What to produce: Please pick out every line in the rows below that contains the word "outline", and copy those lines unchanged.

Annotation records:
□ □ □ □

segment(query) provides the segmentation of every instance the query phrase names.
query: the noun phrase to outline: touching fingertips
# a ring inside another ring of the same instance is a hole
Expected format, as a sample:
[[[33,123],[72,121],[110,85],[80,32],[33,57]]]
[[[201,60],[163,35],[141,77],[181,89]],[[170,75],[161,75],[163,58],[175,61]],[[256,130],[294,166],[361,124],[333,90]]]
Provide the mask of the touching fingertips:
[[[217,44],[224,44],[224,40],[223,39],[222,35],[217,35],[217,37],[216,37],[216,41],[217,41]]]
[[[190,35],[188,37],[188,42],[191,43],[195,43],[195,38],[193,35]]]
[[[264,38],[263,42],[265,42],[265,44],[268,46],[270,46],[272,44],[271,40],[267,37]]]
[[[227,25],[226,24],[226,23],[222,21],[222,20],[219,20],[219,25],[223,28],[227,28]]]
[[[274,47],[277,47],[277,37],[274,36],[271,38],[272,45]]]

□ □ □ □

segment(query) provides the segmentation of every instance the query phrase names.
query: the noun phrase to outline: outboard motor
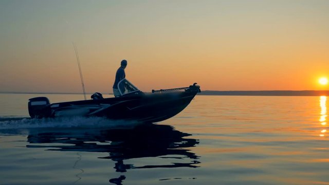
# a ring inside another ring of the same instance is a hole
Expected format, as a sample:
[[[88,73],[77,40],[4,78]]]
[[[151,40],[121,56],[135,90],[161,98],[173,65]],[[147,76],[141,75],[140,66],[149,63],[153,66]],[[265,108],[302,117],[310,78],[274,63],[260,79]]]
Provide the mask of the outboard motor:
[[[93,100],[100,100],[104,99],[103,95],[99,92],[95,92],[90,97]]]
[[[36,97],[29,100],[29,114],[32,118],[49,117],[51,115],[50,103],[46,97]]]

□ □ □ □

Task result:
query: the noun phrase to outline: touching fingertips
query: the noun phrase to outline: outboard motor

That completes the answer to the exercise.